_PROBLEM:_ Each entry needs to appear again, retyped exactly as it is below.

_DATA SUPPLIED:_

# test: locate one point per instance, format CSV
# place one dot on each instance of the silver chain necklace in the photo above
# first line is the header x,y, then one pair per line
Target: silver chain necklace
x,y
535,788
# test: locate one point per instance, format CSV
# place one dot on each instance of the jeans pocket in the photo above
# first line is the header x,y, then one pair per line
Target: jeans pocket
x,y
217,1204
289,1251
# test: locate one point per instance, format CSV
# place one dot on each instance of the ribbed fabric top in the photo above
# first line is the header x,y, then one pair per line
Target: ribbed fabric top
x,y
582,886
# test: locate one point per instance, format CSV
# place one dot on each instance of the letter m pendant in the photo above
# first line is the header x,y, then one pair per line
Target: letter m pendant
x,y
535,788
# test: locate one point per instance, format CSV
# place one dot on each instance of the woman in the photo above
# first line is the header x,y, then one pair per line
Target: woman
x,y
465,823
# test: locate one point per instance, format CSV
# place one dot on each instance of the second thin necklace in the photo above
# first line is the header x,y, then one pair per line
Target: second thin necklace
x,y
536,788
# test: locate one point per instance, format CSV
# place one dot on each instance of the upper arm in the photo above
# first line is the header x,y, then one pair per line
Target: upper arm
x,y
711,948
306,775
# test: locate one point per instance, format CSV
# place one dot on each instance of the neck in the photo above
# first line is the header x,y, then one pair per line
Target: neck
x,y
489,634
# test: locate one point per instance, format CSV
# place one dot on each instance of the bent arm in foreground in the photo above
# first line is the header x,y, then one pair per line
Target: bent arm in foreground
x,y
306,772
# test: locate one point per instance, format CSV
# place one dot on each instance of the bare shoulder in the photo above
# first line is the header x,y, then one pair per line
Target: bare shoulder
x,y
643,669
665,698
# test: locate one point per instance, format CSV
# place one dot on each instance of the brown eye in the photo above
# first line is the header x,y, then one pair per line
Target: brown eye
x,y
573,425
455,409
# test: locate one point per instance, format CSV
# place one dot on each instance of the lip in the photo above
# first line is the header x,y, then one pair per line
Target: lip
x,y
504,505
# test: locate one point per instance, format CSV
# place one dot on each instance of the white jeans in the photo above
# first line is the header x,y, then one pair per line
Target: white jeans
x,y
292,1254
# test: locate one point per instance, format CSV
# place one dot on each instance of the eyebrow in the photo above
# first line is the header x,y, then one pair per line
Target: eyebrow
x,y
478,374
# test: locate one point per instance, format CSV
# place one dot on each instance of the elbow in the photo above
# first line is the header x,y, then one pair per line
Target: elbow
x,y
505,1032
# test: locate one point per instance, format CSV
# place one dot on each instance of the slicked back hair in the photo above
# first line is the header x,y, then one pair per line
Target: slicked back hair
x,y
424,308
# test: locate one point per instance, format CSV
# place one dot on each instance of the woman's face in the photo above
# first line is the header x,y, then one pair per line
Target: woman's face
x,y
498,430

_EXERCISE RESPONSE:_
# test: locate one point per instance, format CSV
# place one dot on each instance of the silver chain necklace in the photo above
# first line is the header x,y, then one pair per line
Target: silver chain necklace
x,y
535,788
# test: locate one point per instance, format CSV
# place one dot on each instance of the jeans pocket in the photo above
# first line is the header x,y, then one pair per line
Target: jeans pocket
x,y
217,1204
289,1251
# test: locate one point per instance, format CSV
# place one dot on each instance of the ribbed fabric top in the photo above
# first line is the header x,y, then one pair per line
Target: ribbed fabric top
x,y
582,886
# test: locate one point per instance, format CSV
# place one dot on each instance of the letter m pendant in the photo above
# first line is the header x,y, then one pair per line
Target: letter m pendant
x,y
535,788
# test: locate one point per instance, format CSV
# place one dot on each instance of the woman in the photo above
# first line is the header x,y, then one pair per line
Target: woman
x,y
465,823
# test: locate one point per instance, format CSV
# place one dot on each instance of the second thin necklace in the photo above
# first line is the header x,y, then one pair per line
Target: second thin necklace
x,y
536,788
# test: locate one point per instance, format CSV
# place one dot on each instance of the upper arm in the photo above
# first line is the header x,y, then one pair per line
Target: upper arm
x,y
711,948
306,775
# test: locate one point per instance, format CSV
# place one dot on each instance of the neck in the photo above
# first line is the header x,y, then one pair per line
Target: neck
x,y
489,634
# test: locate one point per instance, format CSV
# place one dot on each instance of the bent arm in foreground in the photo above
# first line is the header x,y, then one pair per line
Target: bent arm in foreground
x,y
306,772
# test: locate one point per instance, format CSV
# place one dot on each instance of the bare shoulder in the photo above
# first line is the header x,y, then one pair per line
Target: bare shoulder
x,y
643,669
665,698
# test: locate one point per instance, format CSV
# place one dot on each instance of the brown eye in the photo above
# first line is the header x,y, then one pair per line
Target: brown eye
x,y
573,425
455,409
# test: locate one point per instance, format CSV
# place one dot on each instance of the lip in the photo above
# first line is the header x,y, then one pair per line
Target: lip
x,y
504,505
# test: locate one point per instance, format CSV
# place one dot on each instance of the white jeans in the photo above
# first line is the header x,y, then one pair per line
Target: white jeans
x,y
292,1254
# test: locate one point per instance, format CSV
# place one dot on each instance of the eyebrow in the photo above
# first line is the header x,y, then one pair per line
Target: eyebrow
x,y
478,374
# test: locate one point per instance, format CSV
# place one dot on each instance of the elbow in the photo above
# first line is the header x,y, then one pair per line
Target: elbow
x,y
505,1032
# test: locate one point per instance, format CSV
# place one dot on each instance of the slicked back hair in the photo above
# first line is the header x,y, then one pair per line
Target: slicked back hair
x,y
424,308
# test: locate one point per instance, format CSV
# place one dot on each instance of the woman's face in the photo above
# first line is the header x,y, then one pair per line
Target: woman's face
x,y
498,430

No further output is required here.